## WRITTEN PROBLEM
Every line from the one with "of the turquoise" through the end of the records below should be restated word for word, and nothing outside that span.

::::

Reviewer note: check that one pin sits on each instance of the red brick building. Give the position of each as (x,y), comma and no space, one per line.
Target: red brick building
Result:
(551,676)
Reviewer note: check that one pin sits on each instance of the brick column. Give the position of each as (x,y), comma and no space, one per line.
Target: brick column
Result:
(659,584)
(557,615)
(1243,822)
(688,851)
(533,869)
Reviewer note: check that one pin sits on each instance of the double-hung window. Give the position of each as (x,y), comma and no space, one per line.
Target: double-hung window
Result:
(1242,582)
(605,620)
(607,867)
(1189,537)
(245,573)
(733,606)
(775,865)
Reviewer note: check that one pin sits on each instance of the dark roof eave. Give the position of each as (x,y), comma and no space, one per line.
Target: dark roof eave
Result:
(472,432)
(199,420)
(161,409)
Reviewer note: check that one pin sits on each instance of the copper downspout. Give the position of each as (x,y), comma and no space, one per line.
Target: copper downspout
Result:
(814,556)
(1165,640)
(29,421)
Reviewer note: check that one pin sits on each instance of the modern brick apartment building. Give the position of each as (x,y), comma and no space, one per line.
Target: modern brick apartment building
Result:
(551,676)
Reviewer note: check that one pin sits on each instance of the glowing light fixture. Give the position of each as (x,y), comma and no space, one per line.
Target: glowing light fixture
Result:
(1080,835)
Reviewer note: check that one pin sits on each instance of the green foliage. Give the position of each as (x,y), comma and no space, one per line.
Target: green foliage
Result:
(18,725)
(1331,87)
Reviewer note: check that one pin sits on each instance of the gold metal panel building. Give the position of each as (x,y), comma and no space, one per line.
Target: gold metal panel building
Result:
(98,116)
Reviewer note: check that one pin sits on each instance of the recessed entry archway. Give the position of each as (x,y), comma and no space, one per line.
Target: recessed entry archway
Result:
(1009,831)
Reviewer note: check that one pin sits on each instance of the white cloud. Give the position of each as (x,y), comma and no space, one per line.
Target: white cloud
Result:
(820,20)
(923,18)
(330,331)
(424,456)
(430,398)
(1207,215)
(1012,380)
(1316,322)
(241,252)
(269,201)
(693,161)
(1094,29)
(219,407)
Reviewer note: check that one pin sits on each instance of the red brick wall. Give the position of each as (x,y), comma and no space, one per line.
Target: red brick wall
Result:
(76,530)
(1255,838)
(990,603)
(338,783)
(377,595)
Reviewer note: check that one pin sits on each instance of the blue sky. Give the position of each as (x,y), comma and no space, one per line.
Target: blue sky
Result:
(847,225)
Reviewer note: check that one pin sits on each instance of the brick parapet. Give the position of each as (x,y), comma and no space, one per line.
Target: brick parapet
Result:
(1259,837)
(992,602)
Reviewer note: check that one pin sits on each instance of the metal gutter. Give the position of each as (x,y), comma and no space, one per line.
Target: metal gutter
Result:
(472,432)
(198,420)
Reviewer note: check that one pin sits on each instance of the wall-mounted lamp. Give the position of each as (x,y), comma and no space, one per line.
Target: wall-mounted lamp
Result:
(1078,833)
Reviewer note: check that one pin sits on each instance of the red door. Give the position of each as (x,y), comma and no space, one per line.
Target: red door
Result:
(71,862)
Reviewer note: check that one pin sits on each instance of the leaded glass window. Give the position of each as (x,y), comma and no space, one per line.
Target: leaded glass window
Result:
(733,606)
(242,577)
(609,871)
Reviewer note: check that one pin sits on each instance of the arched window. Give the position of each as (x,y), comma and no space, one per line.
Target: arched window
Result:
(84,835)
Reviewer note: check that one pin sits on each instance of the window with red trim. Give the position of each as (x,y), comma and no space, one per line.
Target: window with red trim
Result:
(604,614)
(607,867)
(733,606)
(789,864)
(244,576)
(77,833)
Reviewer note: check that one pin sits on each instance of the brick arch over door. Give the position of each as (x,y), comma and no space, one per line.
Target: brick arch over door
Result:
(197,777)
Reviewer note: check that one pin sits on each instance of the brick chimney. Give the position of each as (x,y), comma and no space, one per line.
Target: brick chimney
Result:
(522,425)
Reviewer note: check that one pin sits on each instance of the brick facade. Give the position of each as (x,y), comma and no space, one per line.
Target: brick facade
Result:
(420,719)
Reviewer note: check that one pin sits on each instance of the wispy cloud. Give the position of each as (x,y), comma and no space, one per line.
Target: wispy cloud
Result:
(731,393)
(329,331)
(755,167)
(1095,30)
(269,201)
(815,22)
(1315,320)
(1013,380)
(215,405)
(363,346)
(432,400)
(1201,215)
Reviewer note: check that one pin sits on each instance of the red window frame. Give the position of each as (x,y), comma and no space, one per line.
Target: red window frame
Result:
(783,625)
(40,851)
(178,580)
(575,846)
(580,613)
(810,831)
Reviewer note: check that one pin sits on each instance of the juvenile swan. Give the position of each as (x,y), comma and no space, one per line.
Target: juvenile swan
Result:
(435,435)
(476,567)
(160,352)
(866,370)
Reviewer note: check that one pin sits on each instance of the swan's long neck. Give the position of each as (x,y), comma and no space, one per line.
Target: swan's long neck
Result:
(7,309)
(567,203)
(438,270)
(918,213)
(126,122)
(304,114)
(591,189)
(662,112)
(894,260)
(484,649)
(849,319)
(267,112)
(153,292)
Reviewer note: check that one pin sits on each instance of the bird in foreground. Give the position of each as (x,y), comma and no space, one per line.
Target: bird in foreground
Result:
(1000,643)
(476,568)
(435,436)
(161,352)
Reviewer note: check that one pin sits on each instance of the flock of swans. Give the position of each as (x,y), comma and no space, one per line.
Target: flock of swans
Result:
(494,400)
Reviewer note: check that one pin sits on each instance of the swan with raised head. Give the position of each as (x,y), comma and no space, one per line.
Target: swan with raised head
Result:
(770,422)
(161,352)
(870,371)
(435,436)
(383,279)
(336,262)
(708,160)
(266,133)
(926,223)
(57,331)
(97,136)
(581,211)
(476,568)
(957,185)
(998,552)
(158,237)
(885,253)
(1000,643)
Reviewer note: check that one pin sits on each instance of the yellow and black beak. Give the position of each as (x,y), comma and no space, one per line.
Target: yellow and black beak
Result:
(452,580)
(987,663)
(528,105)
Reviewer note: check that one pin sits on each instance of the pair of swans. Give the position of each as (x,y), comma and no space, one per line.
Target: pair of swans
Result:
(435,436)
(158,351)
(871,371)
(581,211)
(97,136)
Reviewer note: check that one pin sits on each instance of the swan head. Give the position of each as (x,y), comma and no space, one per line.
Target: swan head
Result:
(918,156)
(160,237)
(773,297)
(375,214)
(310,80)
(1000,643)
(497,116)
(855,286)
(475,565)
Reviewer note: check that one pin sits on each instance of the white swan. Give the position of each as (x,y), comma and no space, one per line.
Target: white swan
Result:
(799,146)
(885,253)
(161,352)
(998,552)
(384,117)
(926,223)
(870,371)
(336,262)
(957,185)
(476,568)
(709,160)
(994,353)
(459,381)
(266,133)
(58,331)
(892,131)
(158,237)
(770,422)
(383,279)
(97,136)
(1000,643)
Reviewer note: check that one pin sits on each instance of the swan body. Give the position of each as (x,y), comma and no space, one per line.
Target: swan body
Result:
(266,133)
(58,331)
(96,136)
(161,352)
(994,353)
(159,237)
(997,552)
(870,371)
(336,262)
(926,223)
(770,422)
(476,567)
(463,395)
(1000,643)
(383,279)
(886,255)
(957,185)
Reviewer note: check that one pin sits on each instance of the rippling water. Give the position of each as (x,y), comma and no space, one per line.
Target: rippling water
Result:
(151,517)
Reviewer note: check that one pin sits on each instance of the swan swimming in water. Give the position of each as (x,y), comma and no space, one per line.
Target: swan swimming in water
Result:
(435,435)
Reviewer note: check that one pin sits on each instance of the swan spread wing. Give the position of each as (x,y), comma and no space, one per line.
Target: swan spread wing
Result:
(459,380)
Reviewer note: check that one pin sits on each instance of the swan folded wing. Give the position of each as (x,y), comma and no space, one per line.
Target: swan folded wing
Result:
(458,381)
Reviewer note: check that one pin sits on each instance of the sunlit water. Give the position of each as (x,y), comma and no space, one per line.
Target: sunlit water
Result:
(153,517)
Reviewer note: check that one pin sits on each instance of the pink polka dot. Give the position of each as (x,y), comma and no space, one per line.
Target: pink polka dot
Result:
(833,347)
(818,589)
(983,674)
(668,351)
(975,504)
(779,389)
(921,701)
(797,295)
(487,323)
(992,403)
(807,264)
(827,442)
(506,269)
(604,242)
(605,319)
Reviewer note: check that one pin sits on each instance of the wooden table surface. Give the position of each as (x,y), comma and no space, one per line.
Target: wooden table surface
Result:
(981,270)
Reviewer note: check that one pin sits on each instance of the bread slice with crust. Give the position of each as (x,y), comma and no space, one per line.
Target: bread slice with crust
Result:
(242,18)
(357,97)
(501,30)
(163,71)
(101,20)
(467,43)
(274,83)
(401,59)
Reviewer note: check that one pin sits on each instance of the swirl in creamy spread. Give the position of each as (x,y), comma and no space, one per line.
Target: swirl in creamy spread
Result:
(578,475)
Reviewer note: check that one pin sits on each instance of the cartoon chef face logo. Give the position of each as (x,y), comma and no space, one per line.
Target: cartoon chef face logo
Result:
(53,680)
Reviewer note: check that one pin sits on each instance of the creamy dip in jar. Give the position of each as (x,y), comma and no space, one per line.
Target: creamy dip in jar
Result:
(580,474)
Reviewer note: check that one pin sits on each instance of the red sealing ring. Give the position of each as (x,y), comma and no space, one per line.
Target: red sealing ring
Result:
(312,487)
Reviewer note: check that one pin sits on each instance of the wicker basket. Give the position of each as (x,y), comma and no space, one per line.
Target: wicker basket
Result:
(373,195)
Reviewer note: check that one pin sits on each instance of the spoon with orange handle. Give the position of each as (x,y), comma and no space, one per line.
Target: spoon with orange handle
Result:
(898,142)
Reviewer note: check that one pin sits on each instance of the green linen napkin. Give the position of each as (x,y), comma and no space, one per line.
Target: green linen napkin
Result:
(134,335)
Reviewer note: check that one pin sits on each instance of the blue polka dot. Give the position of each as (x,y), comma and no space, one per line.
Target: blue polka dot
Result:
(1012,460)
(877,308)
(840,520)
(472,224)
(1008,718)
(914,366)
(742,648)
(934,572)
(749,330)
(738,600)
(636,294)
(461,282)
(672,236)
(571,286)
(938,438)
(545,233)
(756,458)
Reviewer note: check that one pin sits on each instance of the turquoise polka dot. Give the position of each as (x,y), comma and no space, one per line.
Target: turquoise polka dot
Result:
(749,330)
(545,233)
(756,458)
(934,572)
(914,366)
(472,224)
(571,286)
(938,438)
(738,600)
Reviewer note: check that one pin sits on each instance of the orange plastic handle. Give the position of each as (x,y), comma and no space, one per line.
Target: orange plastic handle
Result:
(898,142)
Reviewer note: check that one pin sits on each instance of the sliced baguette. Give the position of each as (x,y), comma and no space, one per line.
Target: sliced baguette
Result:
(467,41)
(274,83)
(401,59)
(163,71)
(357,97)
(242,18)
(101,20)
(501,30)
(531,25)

::::

## RESULT OF THE TASK
Reviewer note: check that one pin sits on each instance of the turquoise polka dot. Give the position of each as (x,y), comma and no space, one per line.
Target: turquoise polka dot
Result:
(749,330)
(545,233)
(756,458)
(934,572)
(914,366)
(472,224)
(571,286)
(938,438)
(738,600)
Reviewer note: check that one pin sits on each instance of the orange plastic handle. Give the position of each as (x,y), comma and no space, one per line.
Target: orange plastic handle
Result:
(898,142)
Reviewer note: check that one pin sits on each instance of the sliced baguette. Give the position of each as (x,y), comma and no space, one per line.
Target: sliced baguette
Result:
(467,41)
(274,83)
(401,59)
(163,71)
(357,97)
(242,18)
(101,20)
(501,30)
(531,25)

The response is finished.